**CONSIGNE**. Reproduisez à l'identique, dans le texte sur la visite à Berlin, tout le passage qui va de « Visite à Berlin » jusqu'à « l’A.P. et Israël. ».

**DOCUMENT SOURCE**.
Visite à Berlin de Riad Al Maliki et H. Maas |
Même si on ignore encore quelle sera la future politique de l’Autorité Palestinienne, une évidence s’impose car les dernières évolutions ont bouleversé les paradigmes en place depuis des décennies. Il y a quelques jours, une visite qui aurait (presque) pu passer inaperçue a eu lieu à Berlin. Le ministre des affaires étrangères de l’Autorité, Riad Al-Maliki, a rencontré son homologue Heiko Maas. Cet homme de 65 ans en charge des Affaires étrangères de l’AP depuis 2007 est un diplomate chevronné. Il est sans doute l’un des rares, sinon le seul à avoir été éduqué dans une institution créée et affiliée encore aujourd’hui aux Jésuites, l’université Pontificale de Javeriana en Colombie. Cette visite n’est pas due au hasard. Il n’appartient à aucune faction et saura peut-être retenir des solutions réalistes pour les deux parties, l’A.P. et Israël.

**Données enregistrées**.
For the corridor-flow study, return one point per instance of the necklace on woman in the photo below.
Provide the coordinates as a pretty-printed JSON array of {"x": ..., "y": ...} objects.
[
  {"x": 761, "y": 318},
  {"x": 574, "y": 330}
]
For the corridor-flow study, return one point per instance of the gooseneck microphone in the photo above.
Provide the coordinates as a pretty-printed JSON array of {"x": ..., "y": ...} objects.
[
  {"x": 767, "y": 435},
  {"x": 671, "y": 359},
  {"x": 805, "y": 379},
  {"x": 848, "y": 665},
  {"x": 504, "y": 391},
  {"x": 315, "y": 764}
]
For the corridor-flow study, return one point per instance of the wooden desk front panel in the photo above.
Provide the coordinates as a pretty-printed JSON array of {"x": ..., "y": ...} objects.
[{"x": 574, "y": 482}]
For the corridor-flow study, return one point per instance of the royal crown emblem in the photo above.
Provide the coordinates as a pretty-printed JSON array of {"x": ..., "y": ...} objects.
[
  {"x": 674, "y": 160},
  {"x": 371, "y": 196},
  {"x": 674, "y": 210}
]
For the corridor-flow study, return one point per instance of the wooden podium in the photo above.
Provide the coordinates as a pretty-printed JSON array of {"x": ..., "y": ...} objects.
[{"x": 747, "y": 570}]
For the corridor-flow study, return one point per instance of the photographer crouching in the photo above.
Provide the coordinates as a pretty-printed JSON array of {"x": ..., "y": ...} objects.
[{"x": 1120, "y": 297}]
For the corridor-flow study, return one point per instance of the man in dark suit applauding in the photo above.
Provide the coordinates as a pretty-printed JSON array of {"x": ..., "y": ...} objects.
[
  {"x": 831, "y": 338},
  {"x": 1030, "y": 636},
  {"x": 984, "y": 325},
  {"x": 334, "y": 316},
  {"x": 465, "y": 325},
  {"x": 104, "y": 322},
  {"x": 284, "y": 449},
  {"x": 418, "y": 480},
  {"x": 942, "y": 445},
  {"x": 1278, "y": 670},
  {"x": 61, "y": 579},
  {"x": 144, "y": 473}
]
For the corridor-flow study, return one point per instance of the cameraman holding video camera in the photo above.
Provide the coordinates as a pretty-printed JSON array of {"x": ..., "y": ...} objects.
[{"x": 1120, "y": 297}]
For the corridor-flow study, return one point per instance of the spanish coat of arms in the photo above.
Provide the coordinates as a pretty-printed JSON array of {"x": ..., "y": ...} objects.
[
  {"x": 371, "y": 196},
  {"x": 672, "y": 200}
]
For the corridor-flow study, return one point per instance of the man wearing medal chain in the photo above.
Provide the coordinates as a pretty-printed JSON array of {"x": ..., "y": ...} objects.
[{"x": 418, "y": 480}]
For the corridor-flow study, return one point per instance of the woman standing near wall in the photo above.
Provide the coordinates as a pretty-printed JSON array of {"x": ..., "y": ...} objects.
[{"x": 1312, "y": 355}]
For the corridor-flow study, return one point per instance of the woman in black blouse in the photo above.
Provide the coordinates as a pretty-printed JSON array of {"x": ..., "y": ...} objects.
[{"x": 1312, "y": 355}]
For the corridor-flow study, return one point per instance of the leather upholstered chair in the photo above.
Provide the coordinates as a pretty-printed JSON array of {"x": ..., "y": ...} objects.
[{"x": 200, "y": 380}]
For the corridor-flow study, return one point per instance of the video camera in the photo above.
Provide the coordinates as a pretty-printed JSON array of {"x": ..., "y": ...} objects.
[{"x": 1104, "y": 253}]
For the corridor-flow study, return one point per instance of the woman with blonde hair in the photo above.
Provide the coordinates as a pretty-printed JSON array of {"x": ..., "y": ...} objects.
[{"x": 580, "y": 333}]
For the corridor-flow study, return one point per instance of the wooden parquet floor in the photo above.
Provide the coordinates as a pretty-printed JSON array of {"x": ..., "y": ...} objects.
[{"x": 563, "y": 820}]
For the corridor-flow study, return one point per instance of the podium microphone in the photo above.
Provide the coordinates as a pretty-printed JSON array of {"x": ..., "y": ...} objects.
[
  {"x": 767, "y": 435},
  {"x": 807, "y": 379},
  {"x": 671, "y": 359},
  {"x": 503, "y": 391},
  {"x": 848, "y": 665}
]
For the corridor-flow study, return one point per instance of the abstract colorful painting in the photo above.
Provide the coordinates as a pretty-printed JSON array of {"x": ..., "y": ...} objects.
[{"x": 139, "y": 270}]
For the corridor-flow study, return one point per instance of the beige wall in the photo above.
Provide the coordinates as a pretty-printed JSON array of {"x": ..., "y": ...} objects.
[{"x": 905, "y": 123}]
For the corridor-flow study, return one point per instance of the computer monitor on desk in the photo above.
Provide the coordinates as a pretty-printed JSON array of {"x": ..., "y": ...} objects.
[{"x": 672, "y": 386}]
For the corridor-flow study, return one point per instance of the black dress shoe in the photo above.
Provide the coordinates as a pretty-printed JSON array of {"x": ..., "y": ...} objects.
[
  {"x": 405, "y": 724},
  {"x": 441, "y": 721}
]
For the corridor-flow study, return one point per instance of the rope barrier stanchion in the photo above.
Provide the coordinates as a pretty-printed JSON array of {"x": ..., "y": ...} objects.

**RÉPONSE**.
Visite à Berlin de Riad Al Maliki et H. Maas |
Même si on ignore encore quelle sera la future politique de l’Autorité Palestinienne, une évidence s’impose car les dernières évolutions ont bouleversé les paradigmes en place depuis des décennies. Il y a quelques jours, une visite qui aurait (presque) pu passer inaperçue a eu lieu à Berlin. Le ministre des affaires étrangères de l’Autorité, Riad Al-Maliki, a rencontré son homologue Heiko Maas. Cet homme de 65 ans en charge des Affaires étrangères de l’AP depuis 2007 est un diplomate chevronné. Il est sans doute l’un des rares, sinon le seul à avoir été éduqué dans une institution créée et affiliée encore aujourd’hui aux Jésuites, l’université Pontificale de Javeriana en Colombie. Cette visite n’est pas due au hasard. Il n’appartient à aucune faction et saura peut-être retenir des solutions réalistes pour les deux parties, l’A.P. et Israël.